## DATASET ENTRIES
···

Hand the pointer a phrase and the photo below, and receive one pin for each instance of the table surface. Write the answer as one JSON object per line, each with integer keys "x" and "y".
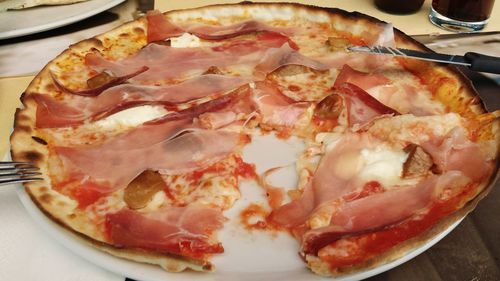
{"x": 470, "y": 252}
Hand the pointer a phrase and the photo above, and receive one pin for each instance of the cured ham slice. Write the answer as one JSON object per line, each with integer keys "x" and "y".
{"x": 455, "y": 152}
{"x": 399, "y": 95}
{"x": 114, "y": 164}
{"x": 363, "y": 80}
{"x": 277, "y": 57}
{"x": 378, "y": 211}
{"x": 277, "y": 109}
{"x": 183, "y": 231}
{"x": 332, "y": 180}
{"x": 361, "y": 107}
{"x": 166, "y": 64}
{"x": 160, "y": 28}
{"x": 75, "y": 110}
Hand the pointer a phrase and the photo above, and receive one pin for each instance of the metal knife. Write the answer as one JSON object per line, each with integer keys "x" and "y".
{"x": 474, "y": 61}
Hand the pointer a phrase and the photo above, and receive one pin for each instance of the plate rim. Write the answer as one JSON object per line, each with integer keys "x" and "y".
{"x": 55, "y": 24}
{"x": 136, "y": 270}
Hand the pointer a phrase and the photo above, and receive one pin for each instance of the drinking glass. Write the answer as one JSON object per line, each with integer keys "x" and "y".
{"x": 461, "y": 15}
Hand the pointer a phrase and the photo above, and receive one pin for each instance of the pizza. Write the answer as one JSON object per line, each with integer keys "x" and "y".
{"x": 140, "y": 133}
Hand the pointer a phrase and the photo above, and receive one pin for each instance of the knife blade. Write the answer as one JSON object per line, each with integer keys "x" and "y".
{"x": 472, "y": 60}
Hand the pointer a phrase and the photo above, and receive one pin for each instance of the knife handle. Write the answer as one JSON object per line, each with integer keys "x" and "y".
{"x": 483, "y": 63}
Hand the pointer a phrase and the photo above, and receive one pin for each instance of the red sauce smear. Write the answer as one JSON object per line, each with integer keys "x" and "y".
{"x": 372, "y": 244}
{"x": 260, "y": 215}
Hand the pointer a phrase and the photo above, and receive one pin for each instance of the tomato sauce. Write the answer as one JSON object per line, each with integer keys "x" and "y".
{"x": 259, "y": 215}
{"x": 86, "y": 194}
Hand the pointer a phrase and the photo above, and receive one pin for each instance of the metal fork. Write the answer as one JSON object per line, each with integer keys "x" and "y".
{"x": 16, "y": 172}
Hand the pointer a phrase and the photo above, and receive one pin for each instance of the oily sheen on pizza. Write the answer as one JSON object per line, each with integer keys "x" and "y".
{"x": 139, "y": 134}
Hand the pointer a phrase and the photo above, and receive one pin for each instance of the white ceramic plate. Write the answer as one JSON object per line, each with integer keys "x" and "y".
{"x": 28, "y": 21}
{"x": 248, "y": 255}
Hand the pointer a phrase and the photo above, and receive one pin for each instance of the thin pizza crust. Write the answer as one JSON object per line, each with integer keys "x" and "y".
{"x": 27, "y": 143}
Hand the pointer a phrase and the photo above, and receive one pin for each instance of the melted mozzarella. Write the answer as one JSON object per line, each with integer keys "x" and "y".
{"x": 383, "y": 165}
{"x": 132, "y": 116}
{"x": 186, "y": 40}
{"x": 156, "y": 202}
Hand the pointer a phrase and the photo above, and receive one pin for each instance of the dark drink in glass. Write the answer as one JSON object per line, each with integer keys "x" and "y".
{"x": 399, "y": 6}
{"x": 461, "y": 15}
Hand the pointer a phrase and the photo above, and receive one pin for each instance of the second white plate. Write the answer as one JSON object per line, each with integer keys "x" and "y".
{"x": 14, "y": 23}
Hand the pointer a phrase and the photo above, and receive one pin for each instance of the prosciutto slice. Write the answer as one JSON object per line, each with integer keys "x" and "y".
{"x": 361, "y": 107}
{"x": 275, "y": 108}
{"x": 183, "y": 231}
{"x": 379, "y": 211}
{"x": 115, "y": 163}
{"x": 277, "y": 57}
{"x": 455, "y": 152}
{"x": 363, "y": 80}
{"x": 332, "y": 180}
{"x": 52, "y": 113}
{"x": 160, "y": 28}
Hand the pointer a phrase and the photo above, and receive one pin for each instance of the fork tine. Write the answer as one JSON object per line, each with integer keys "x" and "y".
{"x": 11, "y": 181}
{"x": 13, "y": 163}
{"x": 15, "y": 172}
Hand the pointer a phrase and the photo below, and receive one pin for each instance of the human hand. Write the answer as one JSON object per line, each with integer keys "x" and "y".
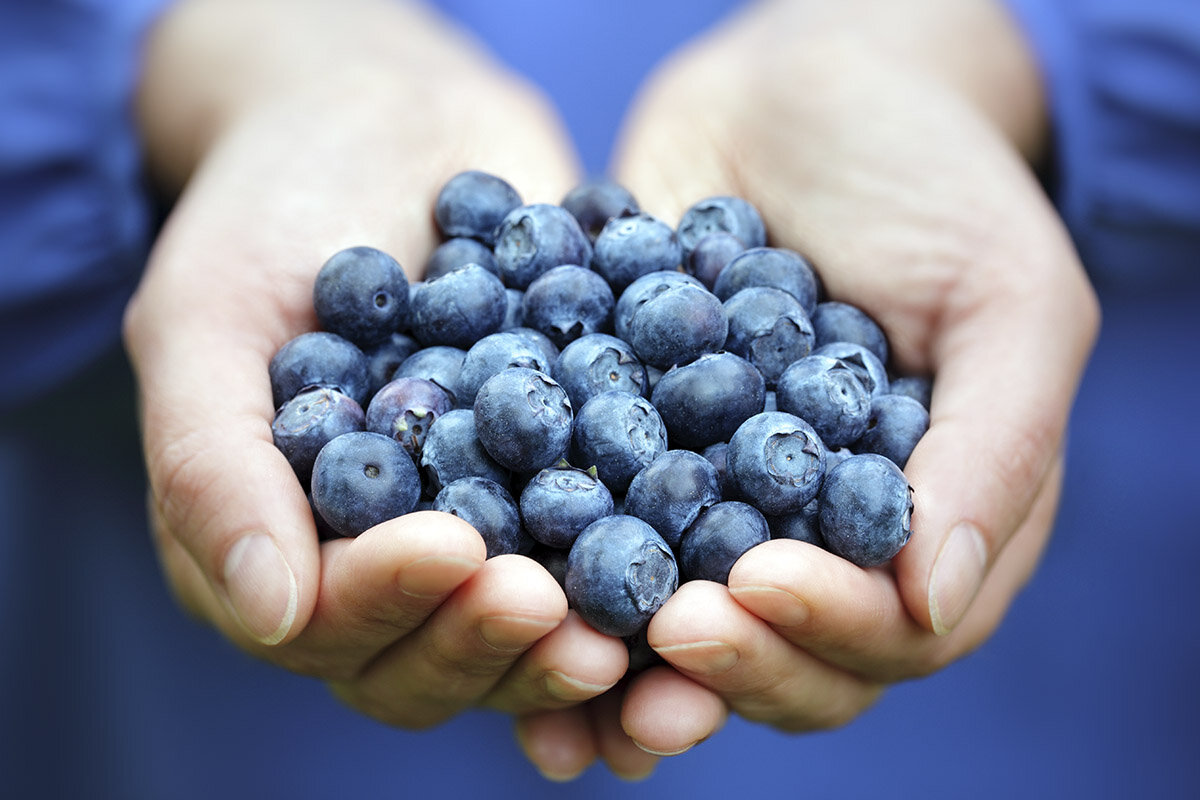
{"x": 888, "y": 142}
{"x": 295, "y": 130}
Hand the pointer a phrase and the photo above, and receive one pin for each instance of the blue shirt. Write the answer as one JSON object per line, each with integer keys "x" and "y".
{"x": 108, "y": 691}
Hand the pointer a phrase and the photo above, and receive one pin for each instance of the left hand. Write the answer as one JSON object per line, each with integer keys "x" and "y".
{"x": 901, "y": 172}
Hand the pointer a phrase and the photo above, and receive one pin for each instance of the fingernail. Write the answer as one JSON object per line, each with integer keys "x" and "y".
{"x": 513, "y": 633}
{"x": 565, "y": 687}
{"x": 261, "y": 588}
{"x": 559, "y": 777}
{"x": 957, "y": 577}
{"x": 701, "y": 657}
{"x": 773, "y": 605}
{"x": 433, "y": 576}
{"x": 665, "y": 753}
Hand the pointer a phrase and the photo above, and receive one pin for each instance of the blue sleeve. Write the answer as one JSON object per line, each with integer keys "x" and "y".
{"x": 75, "y": 218}
{"x": 1122, "y": 79}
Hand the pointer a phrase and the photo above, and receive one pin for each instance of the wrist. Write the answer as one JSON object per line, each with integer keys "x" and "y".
{"x": 970, "y": 48}
{"x": 213, "y": 66}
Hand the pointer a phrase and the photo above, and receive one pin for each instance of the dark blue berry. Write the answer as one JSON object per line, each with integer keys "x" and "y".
{"x": 672, "y": 491}
{"x": 567, "y": 302}
{"x": 318, "y": 359}
{"x": 778, "y": 462}
{"x": 865, "y": 510}
{"x": 361, "y": 294}
{"x": 459, "y": 308}
{"x": 619, "y": 572}
{"x": 826, "y": 394}
{"x": 635, "y": 245}
{"x": 769, "y": 329}
{"x": 719, "y": 536}
{"x": 363, "y": 479}
{"x": 473, "y": 204}
{"x": 405, "y": 409}
{"x": 705, "y": 402}
{"x": 559, "y": 501}
{"x": 487, "y": 507}
{"x": 309, "y": 421}
{"x": 523, "y": 419}
{"x": 619, "y": 434}
{"x": 538, "y": 238}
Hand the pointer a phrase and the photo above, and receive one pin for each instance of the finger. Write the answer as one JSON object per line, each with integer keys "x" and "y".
{"x": 667, "y": 714}
{"x": 856, "y": 619}
{"x": 568, "y": 666}
{"x": 559, "y": 743}
{"x": 619, "y": 752}
{"x": 378, "y": 587}
{"x": 226, "y": 493}
{"x": 462, "y": 650}
{"x": 1007, "y": 368}
{"x": 712, "y": 639}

···

## DIRECTIONS
Render all of the data above as a two-column CSV with the columns text and answer, one row for each text and its answer, with each in a single quoted field and line breaks turned into spaces. Leave the pictures out.

## THE SOLUTION
text,answer
"Hand the pointer a phrase and the photo below, and receive one pin for each instance of the table surface. Write the answer as one JSON object per line, each with integer keys ""x"" and ""y"".","{""x"": 470, ""y"": 252}"
"Hand the pointer a phrase and the photo above, and receive one pin for each instance of the cured ham slice. Write the answer as one JSON object per line, each with integer keys ""x"" and ""y"".","{""x"": 455, ""y"": 152} {""x"": 399, ""y"": 95} {""x"": 114, ""y"": 164} {""x"": 363, ""y"": 80} {""x"": 277, ""y"": 57} {""x"": 378, ""y"": 211} {""x"": 277, ""y"": 109} {""x"": 183, ""y"": 231} {""x"": 332, ""y"": 180} {""x"": 361, ""y"": 107} {""x"": 166, ""y"": 64} {""x"": 160, ""y"": 28} {""x"": 75, ""y"": 110}"
"Hand the pointer a phrase and the photo above, and receive one pin for each instance of the metal knife. Write the answer as one JSON object per line, each with integer keys ""x"" and ""y"".","{""x"": 474, ""y"": 61}"
"Hand the pointer a phrase and the photo above, and receive one pin for each instance of the plate rim. Write the answer as one JSON object per line, each with integer keys ""x"" and ""y"".","{""x"": 55, ""y"": 24} {""x"": 136, ""y"": 270}"
"Hand the pointer a phrase and the photo above, and receive one pin for each instance of the drinking glass. Write the answer as one JSON object per line, each with integer keys ""x"" and ""y"".","{""x"": 461, ""y"": 15}"
"Hand the pointer a phrase and the photo above, and receive one pin for each instance of the pizza. Write the answer as one JSON object per line, each with integer keys ""x"" and ""y"".","{""x"": 140, ""y"": 133}"
"Hand the pointer a phrase and the photo above, and receive one pin for each instance of the knife blade. Write the answer as one JSON object per line, each with integer keys ""x"" and ""y"".","{""x"": 472, ""y"": 60}"
"Hand the pointer a phrase and the photo above, and receive one pin for each instance of the knife handle. Write the answer as one JSON object per line, each with integer keys ""x"" and ""y"".","{""x"": 483, ""y"": 63}"
"Hand the pointer a phrase and the photo above, and receive one pin for each instance of the red sauce smear. Write the answer as one JSON object per line, each with integer keys ""x"" and ""y"".","{""x"": 372, ""y"": 244} {""x"": 260, ""y"": 215}"
"Hand the pointer a phrase and the photo above, and receive one pin for each instance of the tomato sauce. Write the answer as one JSON object per line, each with integer keys ""x"" and ""y"".","{""x"": 259, ""y"": 215} {""x"": 86, ""y"": 194}"
"Hand the pointer a phrase and the photo above, and receive one pin for each instance of the metal fork. Write the answer as one JSON object per line, each with integer keys ""x"" and ""y"".","{""x"": 16, ""y"": 172}"
"Hand the pointer a phrase and the photo above, and receive one pin for each instance of the oily sheen on pizza. Write the answer as one JSON object per line, each with integer keys ""x"" and ""y"".","{""x"": 139, ""y"": 134}"
"Hand the pointer a phrase and the photo above, and receive one pin for each instance of the white ceramic plate. Write the answer as one JSON object per line, each with integer keys ""x"" and ""y"".","{""x"": 28, ""y"": 21} {""x"": 248, ""y"": 255}"
"Hand the pointer a phrase and the photo above, and receive one pin for each instance of the thin pizza crust. Write the answer as one JSON object per line, each with integer keys ""x"" and ""y"".","{""x"": 27, ""y"": 143}"
"Hand the pointer a phrase and the photo above, and receive one pin for each instance of the melted mozzarella. Write the answer as one JSON object per line, each with integer keys ""x"" and ""y"".","{""x"": 383, ""y"": 165} {""x"": 132, ""y"": 116} {""x"": 186, ""y"": 40} {""x"": 156, ""y"": 202}"
"Hand the pointer a phrase and the photo above, and receive one pin for each instance of the dark drink in glass. Write the answer as one JSON object per line, each with integer keys ""x"" and ""y"".","{""x"": 399, ""y"": 6} {""x"": 461, ""y"": 15}"
"Hand the pointer a phrase and the photo above, and receive one pin for each instance of the second white plate. Write the answer as one JSON object per line, each with integer keys ""x"" and ""y"".","{""x"": 14, ""y"": 23}"
"Hand the pointer a phrase and the photo above, and receive one pin for each instance of the prosciutto slice. Write the answer as one JSON object per line, each with integer keys ""x"" and ""y"".","{""x"": 361, ""y"": 107} {""x"": 275, ""y"": 108} {""x"": 183, ""y"": 231} {""x"": 379, ""y"": 211} {""x"": 115, ""y"": 163} {""x"": 277, ""y"": 57} {""x"": 455, ""y"": 152} {""x"": 363, ""y"": 80} {""x"": 332, ""y"": 180} {""x"": 52, ""y"": 113} {""x"": 160, ""y"": 28}"
"Hand the pointer a phrase and the photo above, and receive one pin for each instance of the fork tine. Write the answer as one JSON object per line, each with integer keys ""x"" and ""y"".","{""x"": 11, ""y"": 181} {""x"": 13, ""y"": 163} {""x"": 15, ""y"": 172}"
"Hand the pointer a phrase and the photo below, and receive one pin for each instance of the human hand. Write the answer as one JSON object per line, each with integer keys ""x"" and ""y"".","{""x"": 888, ""y"": 142} {""x"": 295, ""y"": 130}"
"Hand the pointer a phrase and the photo above, and receive one pin for each instance of the blue shirt. Write the answer as one JSON object per line, each with integer keys ""x"" and ""y"".","{""x"": 108, ""y"": 691}"
"Hand the pointer a phrase and the photo above, and receive one pin for each instance of the left hand. Write the answer as one JSON object per line, each with integer keys ""x"" and ""y"".","{""x"": 901, ""y"": 172}"
"Hand the pointer a phrase and the photo above, and receive one pin for each instance of the fingernail. Write the answer as one JSON object per line, each with integer keys ""x"" and ""y"".","{""x"": 513, ""y"": 633} {""x"": 565, ""y"": 687} {""x"": 261, ""y"": 588} {""x"": 559, ""y"": 777} {""x"": 957, ""y"": 577} {""x"": 701, ""y"": 657} {""x"": 773, ""y"": 605} {""x"": 433, ""y"": 576} {""x"": 665, ""y"": 753}"
"Hand the pointer a phrase and the photo above, and receive one pin for each instance of the blue sleeve. Write the answer as one JSON object per line, each with integer keys ""x"" and ""y"".","{""x"": 75, ""y"": 218} {""x"": 1122, ""y"": 79}"
"Hand the pointer a phrase and the photo above, and receive one pin for each instance of the wrist. Write the answer as one JSON object per line, each with integer keys ""x"" and ""y"".","{""x"": 970, ""y"": 48} {""x"": 213, ""y"": 66}"
"Hand the pointer a phrase and the photo above, and receive one pin for each instance of the dark blue berry. Write the answer as one JSON object per line, each with integer keys ""x"" and ""y"".","{""x"": 672, ""y"": 491} {""x"": 567, ""y"": 302} {""x"": 318, ""y"": 359} {""x"": 778, ""y"": 462} {""x"": 865, ""y"": 510} {""x"": 361, ""y"": 294} {""x"": 459, ""y"": 308} {""x"": 619, ""y"": 572} {""x"": 826, ""y"": 394} {""x"": 635, ""y"": 245} {""x"": 769, ""y"": 329} {""x"": 719, ""y"": 536} {""x"": 363, ""y"": 479} {""x"": 473, ""y"": 204} {""x"": 405, ""y"": 409} {""x"": 705, ""y"": 402} {""x"": 559, ""y"": 501} {""x"": 487, ""y"": 507} {""x"": 309, ""y"": 421} {""x"": 523, ""y"": 419} {""x"": 619, ""y"": 434} {""x"": 538, ""y"": 238}"
"Hand the pointer a phrase and the photo above, and receive one pin for each instance of the finger. Write the answer as one JSON object per line, each with integer keys ""x"" and ""y"".","{""x"": 667, ""y"": 714} {""x"": 856, ""y"": 619} {""x"": 568, ""y"": 666} {""x"": 559, ""y"": 743} {""x"": 619, ""y"": 752} {""x"": 378, ""y"": 587} {""x"": 226, ""y"": 493} {""x"": 462, ""y"": 650} {""x"": 1007, ""y"": 368} {""x"": 712, ""y"": 639}"